Annotated coordinate records
::::::
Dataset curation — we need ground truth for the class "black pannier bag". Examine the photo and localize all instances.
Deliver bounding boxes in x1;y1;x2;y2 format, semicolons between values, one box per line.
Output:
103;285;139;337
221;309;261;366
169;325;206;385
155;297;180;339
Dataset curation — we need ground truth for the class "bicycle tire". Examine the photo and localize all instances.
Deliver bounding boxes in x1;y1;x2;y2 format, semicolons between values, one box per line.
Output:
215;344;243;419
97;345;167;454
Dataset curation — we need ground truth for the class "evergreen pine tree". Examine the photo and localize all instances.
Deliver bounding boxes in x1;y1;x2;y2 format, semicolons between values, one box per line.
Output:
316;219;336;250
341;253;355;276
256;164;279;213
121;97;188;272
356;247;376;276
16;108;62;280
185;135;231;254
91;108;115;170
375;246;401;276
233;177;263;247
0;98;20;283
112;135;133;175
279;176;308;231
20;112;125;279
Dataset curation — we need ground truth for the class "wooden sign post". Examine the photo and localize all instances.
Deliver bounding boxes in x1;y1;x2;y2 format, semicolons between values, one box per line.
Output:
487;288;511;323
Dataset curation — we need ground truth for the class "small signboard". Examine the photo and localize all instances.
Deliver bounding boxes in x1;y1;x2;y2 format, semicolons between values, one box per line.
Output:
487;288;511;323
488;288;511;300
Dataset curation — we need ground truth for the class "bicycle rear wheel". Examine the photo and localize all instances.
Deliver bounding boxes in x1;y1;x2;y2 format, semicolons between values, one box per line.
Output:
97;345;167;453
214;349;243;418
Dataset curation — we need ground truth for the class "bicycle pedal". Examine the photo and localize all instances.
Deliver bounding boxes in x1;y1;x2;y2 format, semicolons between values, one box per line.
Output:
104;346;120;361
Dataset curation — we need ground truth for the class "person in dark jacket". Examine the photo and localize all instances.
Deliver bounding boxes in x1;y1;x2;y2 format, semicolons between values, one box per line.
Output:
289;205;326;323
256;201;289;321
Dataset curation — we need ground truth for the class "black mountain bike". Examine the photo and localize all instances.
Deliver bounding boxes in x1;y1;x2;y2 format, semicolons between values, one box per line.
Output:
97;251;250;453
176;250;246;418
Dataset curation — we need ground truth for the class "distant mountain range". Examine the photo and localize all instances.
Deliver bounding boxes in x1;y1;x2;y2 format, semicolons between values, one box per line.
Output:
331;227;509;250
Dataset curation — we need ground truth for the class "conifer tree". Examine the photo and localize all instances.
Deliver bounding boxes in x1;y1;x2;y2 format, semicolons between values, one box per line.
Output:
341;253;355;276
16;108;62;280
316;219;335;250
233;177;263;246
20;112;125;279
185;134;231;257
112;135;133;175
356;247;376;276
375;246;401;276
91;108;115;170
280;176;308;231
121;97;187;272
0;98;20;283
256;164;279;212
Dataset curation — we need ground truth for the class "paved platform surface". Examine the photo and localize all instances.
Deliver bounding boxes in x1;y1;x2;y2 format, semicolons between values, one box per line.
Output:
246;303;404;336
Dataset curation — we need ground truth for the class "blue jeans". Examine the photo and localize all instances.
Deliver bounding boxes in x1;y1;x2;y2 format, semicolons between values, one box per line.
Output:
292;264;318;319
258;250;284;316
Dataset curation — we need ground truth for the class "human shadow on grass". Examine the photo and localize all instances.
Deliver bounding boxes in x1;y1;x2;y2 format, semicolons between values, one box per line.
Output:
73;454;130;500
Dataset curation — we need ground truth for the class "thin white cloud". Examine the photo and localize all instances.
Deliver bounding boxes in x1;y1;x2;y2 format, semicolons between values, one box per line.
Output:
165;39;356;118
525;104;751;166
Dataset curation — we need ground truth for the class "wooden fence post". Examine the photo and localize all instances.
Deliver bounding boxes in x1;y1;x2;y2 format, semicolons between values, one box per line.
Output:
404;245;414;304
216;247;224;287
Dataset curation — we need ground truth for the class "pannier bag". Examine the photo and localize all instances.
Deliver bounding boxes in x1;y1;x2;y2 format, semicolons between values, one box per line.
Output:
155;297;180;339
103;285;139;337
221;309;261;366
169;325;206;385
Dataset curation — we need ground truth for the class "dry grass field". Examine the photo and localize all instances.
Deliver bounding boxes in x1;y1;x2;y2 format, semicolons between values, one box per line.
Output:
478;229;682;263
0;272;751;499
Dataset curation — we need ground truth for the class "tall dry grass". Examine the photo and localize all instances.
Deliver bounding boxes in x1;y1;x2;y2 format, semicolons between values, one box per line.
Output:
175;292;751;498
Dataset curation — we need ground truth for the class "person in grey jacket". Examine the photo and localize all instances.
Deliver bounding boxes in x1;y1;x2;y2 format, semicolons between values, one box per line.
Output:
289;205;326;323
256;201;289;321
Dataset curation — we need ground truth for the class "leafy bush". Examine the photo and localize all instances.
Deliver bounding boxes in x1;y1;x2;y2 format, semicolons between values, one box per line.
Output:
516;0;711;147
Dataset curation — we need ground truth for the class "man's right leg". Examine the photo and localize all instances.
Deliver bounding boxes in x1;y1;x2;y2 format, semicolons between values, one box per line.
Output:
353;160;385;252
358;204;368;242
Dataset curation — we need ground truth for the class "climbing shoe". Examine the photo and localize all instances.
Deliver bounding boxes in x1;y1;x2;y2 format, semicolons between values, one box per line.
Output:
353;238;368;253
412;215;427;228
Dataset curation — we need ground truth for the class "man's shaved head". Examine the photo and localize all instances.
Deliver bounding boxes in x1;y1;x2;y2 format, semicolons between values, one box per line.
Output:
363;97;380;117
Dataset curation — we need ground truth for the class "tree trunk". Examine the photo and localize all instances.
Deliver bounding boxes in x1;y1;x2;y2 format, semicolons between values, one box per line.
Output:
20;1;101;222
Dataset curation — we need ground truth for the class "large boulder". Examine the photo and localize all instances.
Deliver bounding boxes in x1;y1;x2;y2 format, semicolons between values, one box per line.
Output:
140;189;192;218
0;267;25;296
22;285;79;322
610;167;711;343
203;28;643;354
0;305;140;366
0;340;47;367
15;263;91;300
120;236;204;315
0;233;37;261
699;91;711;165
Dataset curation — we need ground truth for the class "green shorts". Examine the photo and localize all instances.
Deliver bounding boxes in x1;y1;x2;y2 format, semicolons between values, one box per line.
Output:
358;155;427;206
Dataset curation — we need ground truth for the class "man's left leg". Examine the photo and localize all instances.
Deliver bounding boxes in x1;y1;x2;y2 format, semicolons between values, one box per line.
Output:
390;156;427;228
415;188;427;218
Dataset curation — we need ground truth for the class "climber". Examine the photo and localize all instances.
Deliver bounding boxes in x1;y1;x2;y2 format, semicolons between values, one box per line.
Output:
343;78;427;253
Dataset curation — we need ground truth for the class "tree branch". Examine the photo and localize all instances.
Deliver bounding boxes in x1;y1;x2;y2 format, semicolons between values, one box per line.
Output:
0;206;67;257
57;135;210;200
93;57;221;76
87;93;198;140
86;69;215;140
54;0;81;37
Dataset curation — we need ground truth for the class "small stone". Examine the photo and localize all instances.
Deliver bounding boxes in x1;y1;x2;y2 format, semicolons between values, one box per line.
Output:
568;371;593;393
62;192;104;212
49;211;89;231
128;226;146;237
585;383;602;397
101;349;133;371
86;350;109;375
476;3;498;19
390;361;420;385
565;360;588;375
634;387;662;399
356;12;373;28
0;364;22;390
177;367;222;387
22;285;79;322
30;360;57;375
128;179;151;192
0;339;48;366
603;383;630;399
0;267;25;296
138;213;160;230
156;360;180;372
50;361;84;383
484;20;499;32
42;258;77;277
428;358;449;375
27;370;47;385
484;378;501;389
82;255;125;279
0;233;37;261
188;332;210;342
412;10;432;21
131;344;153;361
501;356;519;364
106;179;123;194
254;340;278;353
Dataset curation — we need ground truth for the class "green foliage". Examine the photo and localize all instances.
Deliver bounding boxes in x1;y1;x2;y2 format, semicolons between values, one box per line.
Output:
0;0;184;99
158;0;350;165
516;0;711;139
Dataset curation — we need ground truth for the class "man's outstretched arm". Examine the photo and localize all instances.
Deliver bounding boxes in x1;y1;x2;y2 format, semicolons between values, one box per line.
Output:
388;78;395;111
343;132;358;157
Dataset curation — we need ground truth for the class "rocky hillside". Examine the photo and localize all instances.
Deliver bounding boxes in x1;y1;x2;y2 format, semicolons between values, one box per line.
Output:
::::::
Select and copy every line of the listing that contains the string "person".

**ANSWER TO THE EXERCISE:**
Dataset curation — we need ground truth for the class "person in dark jacket". Examine the photo and localize all instances.
Dataset curation — we need ground truth for the class "person in grey jacket". Examine the photo and localize all instances.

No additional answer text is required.